Excerpts of bounding box data:
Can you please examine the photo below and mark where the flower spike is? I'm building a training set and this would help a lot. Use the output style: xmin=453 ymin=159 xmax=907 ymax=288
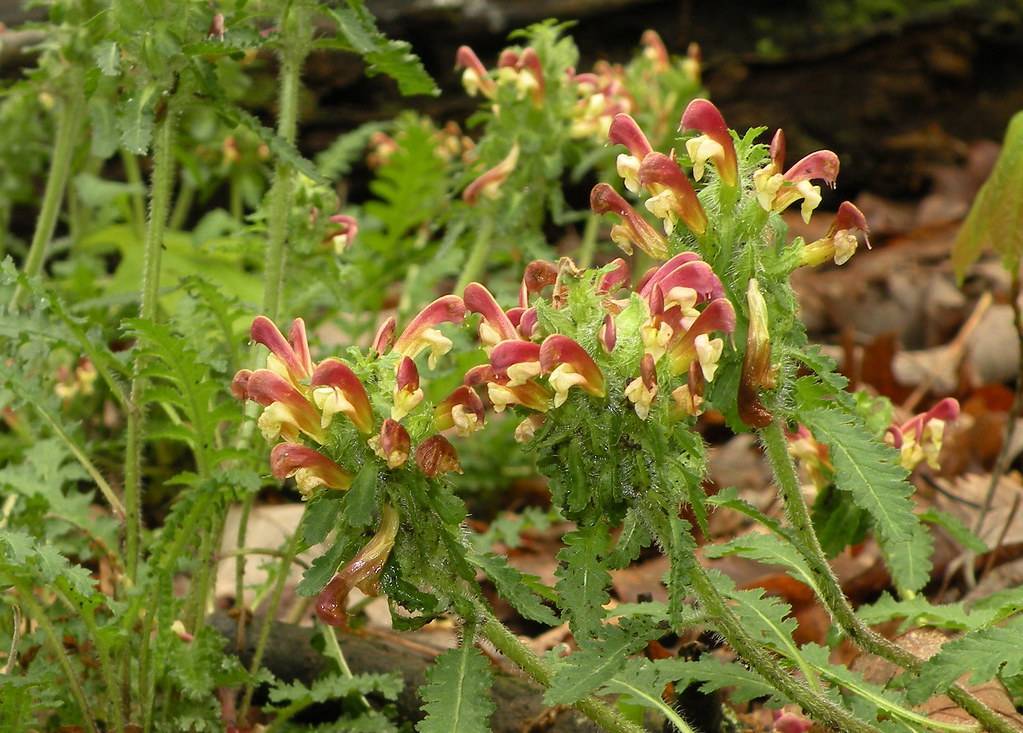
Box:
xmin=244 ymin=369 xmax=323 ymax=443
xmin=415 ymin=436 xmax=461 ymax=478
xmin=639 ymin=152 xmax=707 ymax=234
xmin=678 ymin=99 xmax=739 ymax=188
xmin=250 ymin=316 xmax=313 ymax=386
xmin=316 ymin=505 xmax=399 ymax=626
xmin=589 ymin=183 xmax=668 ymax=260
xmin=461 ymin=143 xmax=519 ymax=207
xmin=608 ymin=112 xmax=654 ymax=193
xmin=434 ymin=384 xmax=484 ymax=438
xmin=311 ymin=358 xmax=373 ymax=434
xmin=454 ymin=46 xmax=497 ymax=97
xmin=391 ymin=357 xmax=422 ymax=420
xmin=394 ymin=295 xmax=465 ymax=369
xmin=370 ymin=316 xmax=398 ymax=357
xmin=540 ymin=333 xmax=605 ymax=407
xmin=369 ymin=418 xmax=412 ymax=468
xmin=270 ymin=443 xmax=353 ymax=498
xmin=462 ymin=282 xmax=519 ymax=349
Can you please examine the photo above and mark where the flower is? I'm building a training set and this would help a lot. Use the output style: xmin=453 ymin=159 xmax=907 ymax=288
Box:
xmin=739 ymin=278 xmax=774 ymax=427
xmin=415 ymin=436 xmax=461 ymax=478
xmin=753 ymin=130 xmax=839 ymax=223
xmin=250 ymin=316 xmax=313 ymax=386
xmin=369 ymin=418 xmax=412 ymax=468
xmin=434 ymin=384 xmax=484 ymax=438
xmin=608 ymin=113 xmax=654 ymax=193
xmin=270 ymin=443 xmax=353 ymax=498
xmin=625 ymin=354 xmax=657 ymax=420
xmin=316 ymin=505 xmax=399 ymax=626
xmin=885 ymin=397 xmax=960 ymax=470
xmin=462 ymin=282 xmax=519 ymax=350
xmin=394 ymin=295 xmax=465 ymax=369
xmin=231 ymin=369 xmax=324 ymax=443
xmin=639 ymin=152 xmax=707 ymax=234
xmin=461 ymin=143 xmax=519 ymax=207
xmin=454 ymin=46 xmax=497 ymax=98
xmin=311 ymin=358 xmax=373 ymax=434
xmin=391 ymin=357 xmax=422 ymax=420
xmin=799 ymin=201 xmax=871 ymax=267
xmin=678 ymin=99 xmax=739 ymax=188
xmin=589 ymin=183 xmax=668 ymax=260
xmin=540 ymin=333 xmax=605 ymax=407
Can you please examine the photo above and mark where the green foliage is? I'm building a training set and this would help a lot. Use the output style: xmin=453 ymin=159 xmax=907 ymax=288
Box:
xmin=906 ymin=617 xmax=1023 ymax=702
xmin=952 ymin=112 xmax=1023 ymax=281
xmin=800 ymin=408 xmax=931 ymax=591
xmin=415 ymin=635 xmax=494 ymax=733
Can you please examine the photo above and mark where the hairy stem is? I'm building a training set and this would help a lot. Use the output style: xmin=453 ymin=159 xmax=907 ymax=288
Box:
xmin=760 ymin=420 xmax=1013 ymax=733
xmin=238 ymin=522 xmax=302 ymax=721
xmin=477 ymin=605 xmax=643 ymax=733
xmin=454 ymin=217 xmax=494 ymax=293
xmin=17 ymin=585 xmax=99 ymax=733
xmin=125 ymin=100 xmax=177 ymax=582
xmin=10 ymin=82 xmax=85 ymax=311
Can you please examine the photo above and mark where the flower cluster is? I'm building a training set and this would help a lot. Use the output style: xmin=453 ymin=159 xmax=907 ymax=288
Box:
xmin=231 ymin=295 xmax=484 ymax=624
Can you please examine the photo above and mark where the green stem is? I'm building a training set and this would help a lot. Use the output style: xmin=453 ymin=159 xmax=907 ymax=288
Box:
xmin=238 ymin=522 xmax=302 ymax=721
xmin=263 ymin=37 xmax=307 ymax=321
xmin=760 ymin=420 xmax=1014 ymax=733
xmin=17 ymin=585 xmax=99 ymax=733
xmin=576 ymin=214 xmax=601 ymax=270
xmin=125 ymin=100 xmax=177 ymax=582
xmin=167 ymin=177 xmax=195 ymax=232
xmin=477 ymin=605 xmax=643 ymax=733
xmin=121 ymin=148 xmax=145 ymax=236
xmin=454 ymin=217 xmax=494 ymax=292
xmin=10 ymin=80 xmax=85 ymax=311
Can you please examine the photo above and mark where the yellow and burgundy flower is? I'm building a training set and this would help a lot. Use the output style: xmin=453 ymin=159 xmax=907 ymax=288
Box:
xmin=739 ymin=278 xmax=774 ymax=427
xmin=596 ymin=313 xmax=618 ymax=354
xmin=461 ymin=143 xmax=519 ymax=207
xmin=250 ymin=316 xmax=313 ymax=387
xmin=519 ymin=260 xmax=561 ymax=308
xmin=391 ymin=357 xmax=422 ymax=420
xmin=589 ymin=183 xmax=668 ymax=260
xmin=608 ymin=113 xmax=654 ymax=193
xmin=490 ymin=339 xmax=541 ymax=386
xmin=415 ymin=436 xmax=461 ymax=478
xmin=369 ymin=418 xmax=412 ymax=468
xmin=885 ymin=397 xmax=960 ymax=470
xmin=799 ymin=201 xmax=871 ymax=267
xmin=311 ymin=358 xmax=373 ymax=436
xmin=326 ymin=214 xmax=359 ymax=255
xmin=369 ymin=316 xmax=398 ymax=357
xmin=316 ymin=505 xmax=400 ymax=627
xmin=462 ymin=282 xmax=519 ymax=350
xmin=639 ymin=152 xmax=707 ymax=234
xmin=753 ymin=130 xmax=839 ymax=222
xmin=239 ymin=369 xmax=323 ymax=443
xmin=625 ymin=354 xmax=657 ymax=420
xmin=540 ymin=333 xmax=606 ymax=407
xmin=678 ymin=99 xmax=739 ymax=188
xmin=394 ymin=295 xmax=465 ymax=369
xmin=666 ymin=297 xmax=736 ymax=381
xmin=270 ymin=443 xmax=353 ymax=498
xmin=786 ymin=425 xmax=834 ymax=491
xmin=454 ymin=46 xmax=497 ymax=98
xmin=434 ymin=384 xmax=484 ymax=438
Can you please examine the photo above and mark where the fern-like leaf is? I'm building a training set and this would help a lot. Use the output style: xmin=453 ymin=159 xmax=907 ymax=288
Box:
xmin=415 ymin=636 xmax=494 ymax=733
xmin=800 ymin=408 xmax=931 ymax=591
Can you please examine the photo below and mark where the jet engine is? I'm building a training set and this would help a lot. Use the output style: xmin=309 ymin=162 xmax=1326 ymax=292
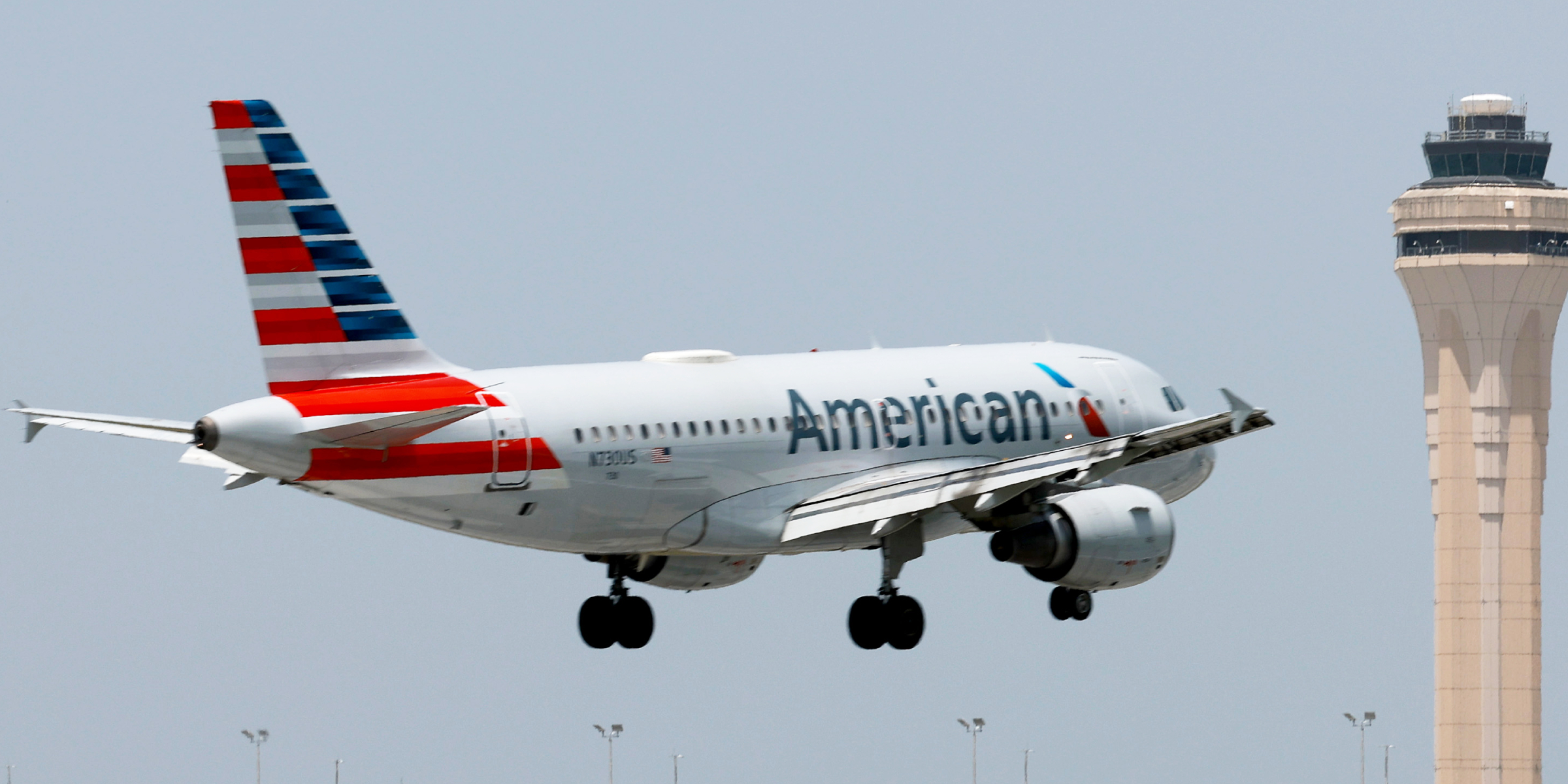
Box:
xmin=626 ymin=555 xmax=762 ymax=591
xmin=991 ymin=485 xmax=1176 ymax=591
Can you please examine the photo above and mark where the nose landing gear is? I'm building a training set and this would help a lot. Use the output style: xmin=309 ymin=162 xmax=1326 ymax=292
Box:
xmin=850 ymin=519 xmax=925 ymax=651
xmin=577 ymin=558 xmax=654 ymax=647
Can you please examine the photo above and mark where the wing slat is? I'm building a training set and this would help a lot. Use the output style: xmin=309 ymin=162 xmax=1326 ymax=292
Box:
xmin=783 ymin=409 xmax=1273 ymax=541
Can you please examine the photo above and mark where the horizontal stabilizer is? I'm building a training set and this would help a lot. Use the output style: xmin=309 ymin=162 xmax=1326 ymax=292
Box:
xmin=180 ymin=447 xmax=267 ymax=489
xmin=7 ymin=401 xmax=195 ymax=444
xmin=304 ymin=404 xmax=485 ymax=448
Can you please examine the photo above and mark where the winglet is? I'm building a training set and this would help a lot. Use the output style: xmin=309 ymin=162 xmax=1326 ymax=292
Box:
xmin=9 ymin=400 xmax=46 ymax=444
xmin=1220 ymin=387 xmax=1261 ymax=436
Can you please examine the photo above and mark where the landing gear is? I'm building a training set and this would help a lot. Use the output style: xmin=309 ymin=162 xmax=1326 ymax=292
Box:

> [Exercise]
Rewrite only the lines of data starting at the line containing "the green foliage" and ending at the line containing "xmin=415 ymin=635 xmax=494 ymax=733", replacing "training set" with "evaluation set" and leaving everything else unchanged.

> [Finished answer]
Can you please examine the photo above and mark where the green foliage is? I'm building a evaluation set and this would help a lot. Use the output style: xmin=453 ymin=159 xmax=907 ymax=288
Box:
xmin=906 ymin=617 xmax=1023 ymax=702
xmin=952 ymin=112 xmax=1023 ymax=281
xmin=800 ymin=408 xmax=931 ymax=591
xmin=415 ymin=635 xmax=494 ymax=733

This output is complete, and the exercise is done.